Data records
============
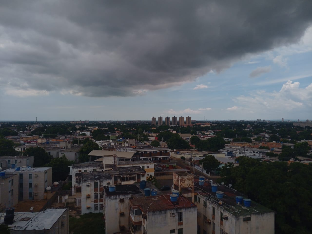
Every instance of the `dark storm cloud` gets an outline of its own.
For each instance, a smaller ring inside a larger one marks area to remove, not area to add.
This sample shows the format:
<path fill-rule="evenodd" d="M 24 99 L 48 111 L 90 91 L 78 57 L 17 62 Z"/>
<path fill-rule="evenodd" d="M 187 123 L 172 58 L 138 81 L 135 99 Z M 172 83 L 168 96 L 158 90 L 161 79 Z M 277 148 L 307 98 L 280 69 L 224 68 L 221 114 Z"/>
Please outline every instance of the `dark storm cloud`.
<path fill-rule="evenodd" d="M 92 96 L 169 87 L 295 43 L 311 2 L 2 1 L 0 82 Z"/>

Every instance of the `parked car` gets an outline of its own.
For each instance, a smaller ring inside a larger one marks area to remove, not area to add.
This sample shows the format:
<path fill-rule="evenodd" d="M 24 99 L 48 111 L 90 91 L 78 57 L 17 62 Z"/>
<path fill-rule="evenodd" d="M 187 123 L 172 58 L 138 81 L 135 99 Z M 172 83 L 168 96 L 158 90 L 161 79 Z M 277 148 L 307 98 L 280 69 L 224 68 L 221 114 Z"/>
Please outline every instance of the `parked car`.
<path fill-rule="evenodd" d="M 166 190 L 171 190 L 171 187 L 169 185 L 164 185 L 161 187 L 160 190 L 162 191 L 164 191 Z"/>

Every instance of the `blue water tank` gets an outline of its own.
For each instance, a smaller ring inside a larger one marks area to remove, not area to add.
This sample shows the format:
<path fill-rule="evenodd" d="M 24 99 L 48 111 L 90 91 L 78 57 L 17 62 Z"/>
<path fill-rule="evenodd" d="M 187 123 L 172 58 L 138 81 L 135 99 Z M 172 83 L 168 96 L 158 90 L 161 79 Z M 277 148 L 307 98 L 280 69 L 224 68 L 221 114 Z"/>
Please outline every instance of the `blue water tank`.
<path fill-rule="evenodd" d="M 145 196 L 148 197 L 151 195 L 151 189 L 149 188 L 146 188 L 144 189 L 144 193 Z"/>
<path fill-rule="evenodd" d="M 170 200 L 172 202 L 174 202 L 178 201 L 178 195 L 176 194 L 170 194 Z"/>
<path fill-rule="evenodd" d="M 216 184 L 211 186 L 211 191 L 213 193 L 215 193 L 218 191 L 218 185 Z"/>
<path fill-rule="evenodd" d="M 217 191 L 216 192 L 216 195 L 217 195 L 217 198 L 219 198 L 219 199 L 223 198 L 223 195 L 224 194 L 224 193 L 223 192 L 222 192 L 221 191 Z"/>
<path fill-rule="evenodd" d="M 146 180 L 141 180 L 140 182 L 140 188 L 143 189 L 145 188 L 145 185 L 146 185 Z"/>
<path fill-rule="evenodd" d="M 179 195 L 180 195 L 180 192 L 178 190 L 173 190 L 172 191 L 173 194 L 175 194 L 176 195 L 178 195 L 178 197 Z"/>
<path fill-rule="evenodd" d="M 152 189 L 151 190 L 151 196 L 156 196 L 157 195 L 157 189 Z"/>
<path fill-rule="evenodd" d="M 116 186 L 115 185 L 110 185 L 108 186 L 108 190 L 110 192 L 115 192 L 115 189 L 116 189 Z"/>
<path fill-rule="evenodd" d="M 251 205 L 251 200 L 248 198 L 245 198 L 244 199 L 244 205 L 246 207 L 249 207 Z"/>
<path fill-rule="evenodd" d="M 241 204 L 243 202 L 243 199 L 244 197 L 241 196 L 236 196 L 235 198 L 236 199 L 236 203 L 237 204 L 239 203 Z"/>

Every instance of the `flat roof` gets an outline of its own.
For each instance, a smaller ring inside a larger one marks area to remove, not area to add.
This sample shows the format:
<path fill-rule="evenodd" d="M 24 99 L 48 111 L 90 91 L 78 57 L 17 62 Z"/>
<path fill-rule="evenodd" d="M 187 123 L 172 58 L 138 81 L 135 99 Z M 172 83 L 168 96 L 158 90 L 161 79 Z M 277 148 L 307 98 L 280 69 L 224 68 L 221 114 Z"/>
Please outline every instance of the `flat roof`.
<path fill-rule="evenodd" d="M 67 208 L 49 208 L 39 212 L 15 212 L 14 222 L 8 225 L 11 231 L 48 230 L 63 215 Z M 0 213 L 3 217 L 5 213 Z M 0 223 L 3 219 L 0 219 Z"/>
<path fill-rule="evenodd" d="M 272 210 L 253 201 L 251 201 L 251 206 L 249 207 L 245 206 L 243 203 L 243 204 L 238 205 L 236 203 L 236 196 L 241 196 L 244 198 L 247 197 L 240 192 L 225 185 L 219 185 L 218 186 L 218 191 L 222 192 L 224 193 L 223 198 L 217 198 L 216 196 L 216 193 L 212 191 L 211 186 L 209 184 L 209 180 L 205 180 L 203 186 L 199 185 L 198 181 L 198 178 L 194 178 L 195 192 L 206 197 L 217 205 L 222 207 L 235 216 L 274 212 Z M 221 205 L 219 204 L 220 201 L 222 202 Z"/>
<path fill-rule="evenodd" d="M 149 196 L 134 198 L 130 200 L 133 206 L 139 206 L 144 212 L 149 211 L 171 210 L 175 208 L 183 208 L 196 207 L 196 205 L 180 195 L 176 202 L 170 200 L 170 194 L 161 196 Z"/>

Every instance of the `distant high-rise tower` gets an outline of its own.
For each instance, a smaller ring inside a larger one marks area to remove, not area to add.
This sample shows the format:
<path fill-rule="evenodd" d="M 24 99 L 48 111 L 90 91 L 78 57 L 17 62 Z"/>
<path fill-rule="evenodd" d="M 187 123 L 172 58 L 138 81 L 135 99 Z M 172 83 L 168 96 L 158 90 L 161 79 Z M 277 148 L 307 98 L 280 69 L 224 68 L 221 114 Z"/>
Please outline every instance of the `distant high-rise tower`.
<path fill-rule="evenodd" d="M 180 126 L 184 126 L 184 117 L 182 116 L 179 118 L 179 125 Z"/>
<path fill-rule="evenodd" d="M 156 118 L 154 116 L 152 117 L 152 125 L 156 125 Z"/>
<path fill-rule="evenodd" d="M 163 124 L 163 117 L 159 116 L 158 117 L 158 125 L 161 125 Z"/>
<path fill-rule="evenodd" d="M 192 118 L 188 116 L 185 118 L 186 125 L 187 126 L 190 126 L 192 125 Z"/>
<path fill-rule="evenodd" d="M 178 125 L 178 117 L 175 116 L 172 117 L 172 125 Z"/>
<path fill-rule="evenodd" d="M 166 125 L 170 125 L 170 117 L 168 116 L 165 118 L 165 124 Z"/>

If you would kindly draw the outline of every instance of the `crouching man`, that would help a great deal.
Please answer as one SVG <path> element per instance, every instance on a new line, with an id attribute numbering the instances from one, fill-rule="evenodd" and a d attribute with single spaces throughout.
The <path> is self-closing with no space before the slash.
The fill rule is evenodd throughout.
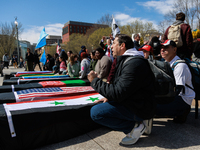
<path id="1" fill-rule="evenodd" d="M 176 43 L 166 40 L 162 43 L 160 54 L 170 66 L 174 68 L 174 78 L 176 81 L 176 97 L 169 104 L 159 104 L 156 108 L 156 116 L 174 117 L 175 123 L 184 123 L 190 112 L 192 100 L 195 92 L 192 90 L 192 75 L 186 63 L 177 63 L 181 58 L 176 55 Z M 175 65 L 175 66 L 174 66 Z"/>
<path id="2" fill-rule="evenodd" d="M 91 108 L 91 118 L 101 125 L 124 132 L 126 136 L 121 144 L 131 145 L 149 129 L 143 120 L 154 116 L 154 75 L 143 52 L 134 48 L 129 36 L 116 35 L 112 51 L 113 56 L 117 56 L 112 83 L 103 82 L 94 71 L 88 74 L 91 86 L 105 97 L 98 101 L 103 103 Z M 128 60 L 130 56 L 135 58 Z"/>

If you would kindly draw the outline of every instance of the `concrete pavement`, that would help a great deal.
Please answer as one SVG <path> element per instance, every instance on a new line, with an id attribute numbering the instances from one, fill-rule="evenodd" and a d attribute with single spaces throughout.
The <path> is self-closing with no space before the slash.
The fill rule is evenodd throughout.
<path id="1" fill-rule="evenodd" d="M 24 71 L 22 68 L 4 69 L 4 73 Z M 0 84 L 3 78 L 0 77 Z M 200 118 L 200 114 L 199 114 Z M 106 127 L 60 143 L 47 145 L 35 150 L 200 150 L 200 119 L 195 119 L 194 106 L 185 124 L 175 124 L 172 118 L 156 118 L 153 121 L 152 133 L 142 135 L 132 146 L 121 146 L 119 143 L 125 135 Z"/>

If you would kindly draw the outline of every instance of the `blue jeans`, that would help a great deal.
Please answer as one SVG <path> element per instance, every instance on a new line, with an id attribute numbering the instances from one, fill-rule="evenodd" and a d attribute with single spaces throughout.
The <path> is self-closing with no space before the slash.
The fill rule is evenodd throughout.
<path id="1" fill-rule="evenodd" d="M 190 105 L 181 96 L 176 96 L 174 101 L 169 104 L 158 104 L 156 107 L 156 116 L 177 117 L 182 115 L 187 109 L 190 109 Z"/>
<path id="2" fill-rule="evenodd" d="M 143 121 L 132 111 L 114 101 L 93 106 L 90 115 L 96 123 L 116 131 L 122 131 L 125 134 L 131 132 L 136 122 Z"/>

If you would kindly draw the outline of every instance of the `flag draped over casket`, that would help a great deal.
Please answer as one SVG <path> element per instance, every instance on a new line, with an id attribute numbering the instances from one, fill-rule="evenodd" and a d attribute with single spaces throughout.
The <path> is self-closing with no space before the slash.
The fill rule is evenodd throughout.
<path id="1" fill-rule="evenodd" d="M 33 88 L 16 92 L 0 93 L 0 104 L 47 99 L 49 97 L 66 97 L 78 94 L 95 93 L 91 86 Z"/>
<path id="2" fill-rule="evenodd" d="M 20 77 L 20 76 L 23 76 L 23 75 L 35 75 L 35 74 L 47 74 L 47 73 L 52 73 L 52 71 L 26 71 L 26 72 L 17 72 L 15 74 L 15 77 Z"/>
<path id="3" fill-rule="evenodd" d="M 90 108 L 101 98 L 91 92 L 0 105 L 0 149 L 32 149 L 99 127 L 90 118 Z"/>
<path id="4" fill-rule="evenodd" d="M 38 79 L 15 79 L 15 80 L 4 80 L 3 85 L 20 85 L 28 83 L 38 83 L 41 81 L 63 81 L 63 80 L 77 80 L 79 78 L 38 78 Z"/>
============
Copy verbatim the lines from the start of the data records through the line containing "166 190 L 171", including both ends. Omit the pictures.

• Correct answer
Every instance of the `dark storm cloud` gets an outline of its own.
For each instance, a smaller ring inside a larger one marks area to remove, not area to add.
This sample shows the format:
<path fill-rule="evenodd" d="M 24 99 L 48 111 L 90 91 L 78 57 L 17 62 Z"/>
<path fill-rule="evenodd" d="M 187 123 L 172 58 L 138 81 L 135 99 Z M 172 83 L 168 96 L 158 90 L 161 79 Z M 277 148 L 307 98 L 280 69 L 224 68 L 221 114 Z"/>
Please outline every instance of the `dark storm cloud`.
<path fill-rule="evenodd" d="M 92 96 L 169 87 L 295 43 L 311 2 L 2 1 L 0 82 Z"/>

Every instance of the `parked car` gets an outline of its own.
For each instance, a smaller ring inside a larger one marks area to remove, not area to add.
This sample shows the format:
<path fill-rule="evenodd" d="M 24 99 L 48 111 L 90 91 L 78 57 L 17 62 Z"/>
<path fill-rule="evenodd" d="M 187 123 L 172 58 L 138 81 L 135 99 Z M 172 83 L 168 96 L 158 90 L 161 79 Z M 277 148 L 307 98 L 280 69 L 224 68 L 221 114 Z"/>
Please outline every instance of the `parked car`.
<path fill-rule="evenodd" d="M 166 190 L 171 190 L 171 187 L 169 185 L 164 185 L 161 187 L 160 190 L 162 191 L 164 191 Z"/>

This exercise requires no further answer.